[Referring expression data]
========
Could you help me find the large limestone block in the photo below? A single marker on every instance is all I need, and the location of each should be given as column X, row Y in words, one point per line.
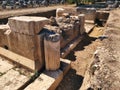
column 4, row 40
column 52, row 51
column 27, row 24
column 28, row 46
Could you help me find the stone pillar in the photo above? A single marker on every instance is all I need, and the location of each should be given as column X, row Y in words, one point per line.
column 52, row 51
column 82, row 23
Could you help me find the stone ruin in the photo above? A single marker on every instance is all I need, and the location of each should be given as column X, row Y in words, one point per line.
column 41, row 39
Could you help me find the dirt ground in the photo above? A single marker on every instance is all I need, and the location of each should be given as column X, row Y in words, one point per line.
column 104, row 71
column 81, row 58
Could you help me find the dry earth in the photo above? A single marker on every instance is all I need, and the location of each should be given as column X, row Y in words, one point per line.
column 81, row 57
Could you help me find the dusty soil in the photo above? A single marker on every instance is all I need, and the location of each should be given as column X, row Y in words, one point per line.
========
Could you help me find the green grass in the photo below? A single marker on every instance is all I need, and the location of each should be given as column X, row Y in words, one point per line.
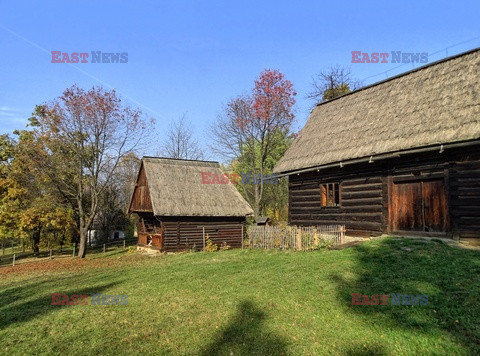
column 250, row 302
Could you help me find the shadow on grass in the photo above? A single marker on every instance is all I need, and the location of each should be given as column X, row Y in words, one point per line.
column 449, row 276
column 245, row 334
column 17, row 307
========
### Brief
Return, with no change at all, every line in the entries above from the line containing "Could you help me find the dry" through the line containing "Could you help me find the dusty".

### Answer box
Could you help me find the dry earth in the photo above? A single marker on every instance is all I need, and the location of each should be given as column X, row Y in words, one point per line.
column 81, row 57
Could you help me find the dusty soil in the photo above? A single marker on every instance is all I need, and the location of each should be given as column X, row Y in words, one point per line.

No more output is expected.